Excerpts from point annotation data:
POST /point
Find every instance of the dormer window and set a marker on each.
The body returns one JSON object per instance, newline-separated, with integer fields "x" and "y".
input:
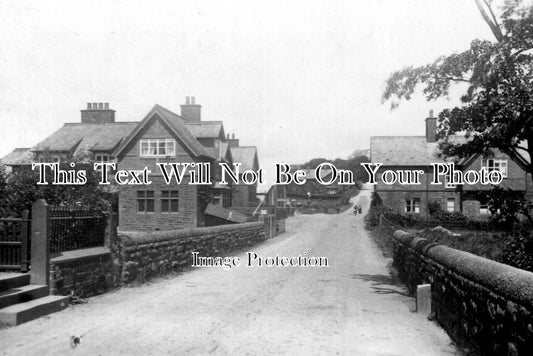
{"x": 495, "y": 165}
{"x": 159, "y": 147}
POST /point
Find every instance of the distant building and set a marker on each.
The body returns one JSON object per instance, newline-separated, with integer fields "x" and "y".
{"x": 419, "y": 152}
{"x": 313, "y": 189}
{"x": 162, "y": 136}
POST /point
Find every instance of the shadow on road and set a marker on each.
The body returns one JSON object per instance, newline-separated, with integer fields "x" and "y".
{"x": 380, "y": 281}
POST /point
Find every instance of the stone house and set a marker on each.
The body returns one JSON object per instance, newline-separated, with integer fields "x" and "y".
{"x": 419, "y": 152}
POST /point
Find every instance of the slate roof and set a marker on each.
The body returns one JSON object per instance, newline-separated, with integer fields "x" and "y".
{"x": 79, "y": 138}
{"x": 245, "y": 155}
{"x": 178, "y": 127}
{"x": 17, "y": 157}
{"x": 206, "y": 129}
{"x": 220, "y": 155}
{"x": 414, "y": 151}
{"x": 226, "y": 214}
{"x": 310, "y": 173}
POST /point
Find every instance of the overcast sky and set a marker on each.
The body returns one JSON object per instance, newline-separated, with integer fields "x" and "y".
{"x": 298, "y": 79}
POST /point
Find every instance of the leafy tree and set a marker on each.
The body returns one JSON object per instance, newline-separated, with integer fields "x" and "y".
{"x": 19, "y": 190}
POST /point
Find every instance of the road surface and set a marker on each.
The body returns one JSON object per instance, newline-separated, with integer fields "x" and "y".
{"x": 352, "y": 307}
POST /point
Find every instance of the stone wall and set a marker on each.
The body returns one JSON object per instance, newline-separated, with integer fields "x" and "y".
{"x": 485, "y": 306}
{"x": 143, "y": 255}
{"x": 83, "y": 273}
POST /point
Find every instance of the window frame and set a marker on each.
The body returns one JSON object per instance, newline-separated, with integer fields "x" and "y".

Goal: Output the data exactly. Pictures don't belong in the result.

Final result:
POST /point
Find every instance of the dormer window and set a marker on each.
The body returns one JSON object per instance, newline-separated, with integer fields "x" and "y".
input:
{"x": 495, "y": 165}
{"x": 159, "y": 147}
POST /point
Find every instance of the distant building and set a marker on each.
The body returns one JSON object per instance, newline-separated, with integer fields "x" and "y".
{"x": 419, "y": 152}
{"x": 313, "y": 189}
{"x": 162, "y": 136}
POST /point
Find every instance of the shadow on road and set a marker on each.
The body returns one JSON object per instance, newline-separated, with integer fields "x" and "y".
{"x": 380, "y": 281}
POST /point
Find every instance of the stone house and set a marker on each.
The body returns one JSON object per instance, newline-separated, with integer fields "x" and "y".
{"x": 419, "y": 152}
POST /point
Find every instance of the slate roof and set a marker on each.
The body returns one JSON object per instance, newline-separated, with integer fields "x" and "y".
{"x": 79, "y": 138}
{"x": 245, "y": 155}
{"x": 178, "y": 127}
{"x": 17, "y": 157}
{"x": 206, "y": 129}
{"x": 220, "y": 155}
{"x": 414, "y": 151}
{"x": 226, "y": 214}
{"x": 310, "y": 173}
POST /point
Find every instance of the overcast sky and set a marker on each.
The body returns one JSON object per instance, newline-separated, with integer fields "x" and "y".
{"x": 298, "y": 79}
POST /point
Find every instance of the leafy tree and set a marker on each.
The body returns one JSON object per instance, newline-separated, with integer fields "x" and "y".
{"x": 19, "y": 190}
POST /point
Find every instance of the road surface and set a marker on each.
The body returns one JSON object per instance, newline-separated, with integer fields "x" and "y".
{"x": 352, "y": 307}
POST /point
Find every instance of the stone wall and set a marker on each.
The body returns one JSON object per instance, newline-separated, with integer fields "x" and "y".
{"x": 485, "y": 306}
{"x": 143, "y": 255}
{"x": 83, "y": 273}
POST /point
Find every instance of the window frame and set a marker on each.
The body returns one JSON object per instance, newline-separated, with integer fields "x" and "y".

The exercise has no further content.